### Reading passage
3rd High Commissioner of New Zealand to Australia
- In office 31 August 1950 – 1 April 1958
- Preceded by: Jim Barclay
- Succeeded by: Fred Jones

Personal details
- Born: 11 January 1888 Whangārei, New Zealand
- Died: 20 August 1969 (aged 81) Auckland, New Zealand
- Party: National
- Spouse: Kathleen Bronwen Lewis Leonard ​ ​(m. 1945)​
- Relatives: George Alderton (father)
- Education: Auckland University College
- Profession: Lawyer

Military service
- Allegiance: Royal New Zealand Navy
- Years of service: 1916–1919, 1939–45
- Rank: Commander
- Battles/wars: World War I; World War II;

= Lisle Alderton =

New Zealand naval officer and diplomat

George Edwin Lisle Alderton (11 January 1888 – 20 August 1969) was a New Zealand naval officer and diplomat. He served as the New Zealand High Commissioner to Australia from 1950 to 1958.

### Given exercise 1
Return the listing lines verbatim, starting at the first line of the listing and ending with the line that contains "column 285, row 136", including that line.

### Stored rows
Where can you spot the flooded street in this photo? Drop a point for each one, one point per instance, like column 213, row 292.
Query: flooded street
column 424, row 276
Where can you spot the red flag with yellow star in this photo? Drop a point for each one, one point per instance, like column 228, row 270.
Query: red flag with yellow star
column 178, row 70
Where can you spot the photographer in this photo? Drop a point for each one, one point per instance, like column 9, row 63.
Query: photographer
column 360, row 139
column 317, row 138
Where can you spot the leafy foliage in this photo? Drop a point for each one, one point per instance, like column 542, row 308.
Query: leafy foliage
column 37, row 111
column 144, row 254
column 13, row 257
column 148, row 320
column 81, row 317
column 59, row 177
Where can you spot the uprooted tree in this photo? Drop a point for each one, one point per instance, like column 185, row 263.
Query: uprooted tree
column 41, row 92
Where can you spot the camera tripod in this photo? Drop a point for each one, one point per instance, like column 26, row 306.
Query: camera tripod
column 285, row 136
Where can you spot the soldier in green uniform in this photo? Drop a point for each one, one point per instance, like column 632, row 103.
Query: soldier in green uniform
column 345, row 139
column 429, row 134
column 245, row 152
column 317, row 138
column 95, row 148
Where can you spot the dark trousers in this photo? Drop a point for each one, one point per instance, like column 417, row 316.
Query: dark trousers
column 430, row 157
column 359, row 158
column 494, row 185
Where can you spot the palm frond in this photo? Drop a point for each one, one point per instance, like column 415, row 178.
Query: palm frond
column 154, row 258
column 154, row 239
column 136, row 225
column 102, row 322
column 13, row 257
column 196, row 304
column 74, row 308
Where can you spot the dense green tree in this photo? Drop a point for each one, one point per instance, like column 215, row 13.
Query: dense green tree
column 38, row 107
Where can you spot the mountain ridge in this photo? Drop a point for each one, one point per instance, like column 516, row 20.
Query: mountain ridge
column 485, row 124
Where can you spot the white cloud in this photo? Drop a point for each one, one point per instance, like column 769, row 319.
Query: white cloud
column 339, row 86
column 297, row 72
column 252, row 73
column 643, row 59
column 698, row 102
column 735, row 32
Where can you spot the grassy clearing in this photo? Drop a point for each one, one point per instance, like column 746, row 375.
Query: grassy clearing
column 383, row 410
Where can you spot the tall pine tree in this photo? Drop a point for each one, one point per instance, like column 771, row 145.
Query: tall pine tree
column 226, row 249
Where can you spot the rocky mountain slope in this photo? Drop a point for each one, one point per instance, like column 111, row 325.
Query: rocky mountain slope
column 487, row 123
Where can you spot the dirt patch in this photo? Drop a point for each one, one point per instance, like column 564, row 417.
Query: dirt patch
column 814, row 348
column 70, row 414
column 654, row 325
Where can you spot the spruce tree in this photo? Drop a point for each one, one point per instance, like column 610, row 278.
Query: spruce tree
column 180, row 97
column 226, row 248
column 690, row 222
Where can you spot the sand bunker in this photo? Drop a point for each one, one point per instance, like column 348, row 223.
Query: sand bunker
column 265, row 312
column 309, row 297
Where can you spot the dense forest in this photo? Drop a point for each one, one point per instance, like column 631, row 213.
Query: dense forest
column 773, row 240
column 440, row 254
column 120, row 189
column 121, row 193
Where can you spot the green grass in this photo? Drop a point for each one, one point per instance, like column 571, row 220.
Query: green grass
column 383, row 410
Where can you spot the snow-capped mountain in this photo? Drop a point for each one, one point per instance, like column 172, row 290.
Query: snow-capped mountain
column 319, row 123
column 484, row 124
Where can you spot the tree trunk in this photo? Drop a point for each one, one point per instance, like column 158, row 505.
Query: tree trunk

### Given exercise 2
Write the next part of the biographical article on Lisle Alderton, picking up after its final sentence.

### Written response 1
Where can you spot the flooded street in this photo? Drop a point for each one, one point per instance, like column 213, row 292.
Query: flooded street
column 424, row 276
Where can you spot the red flag with yellow star in this photo? Drop a point for each one, one point per instance, like column 228, row 270.
Query: red flag with yellow star
column 178, row 70
Where can you spot the photographer in this photo? Drop a point for each one, one point per instance, like column 9, row 63.
Query: photographer
column 360, row 139
column 317, row 138
Where can you spot the leafy foliage in this photo? Drop a point for each one, one point per instance, like column 542, row 308.
Query: leafy foliage
column 37, row 111
column 144, row 254
column 13, row 257
column 148, row 320
column 81, row 317
column 59, row 177
Where can you spot the uprooted tree in this photo? Drop a point for each one, one point per instance, like column 185, row 263.
Query: uprooted tree
column 41, row 92
Where can you spot the camera tripod in this photo? Drop a point for each one, one point per instance, like column 26, row 306.
Query: camera tripod
column 285, row 136

### Written response 2
==Biography==
Alderton was born in 1888 at Whangārei, the son of George Alderton. He was educated at Whangarei High School and Auckland Grammar School. He was also a provincial hockey representative for Auckland. He attended Auckland University College and worked as a lawyer and was a partner in an Auckland legal firm.

He served in the navy in World War I and again in World War II. In 1933 he became chairman of the Transport Appeal Board and chairman of the Transport Co-ordination Board from 1934 to 1936. He was a foundation member of the National Party and in 1936 he was elected chairman of the National Party's Auckland provincial executive. In 1945 he married Kathleen Bronwen Lewis Leonard.

In 1950 he was appointed as New Zealand High Commissioner to Australia serving until 1958. In the 1954 New Year Honours he was appointed a Companion of the Order of St Michael and St George.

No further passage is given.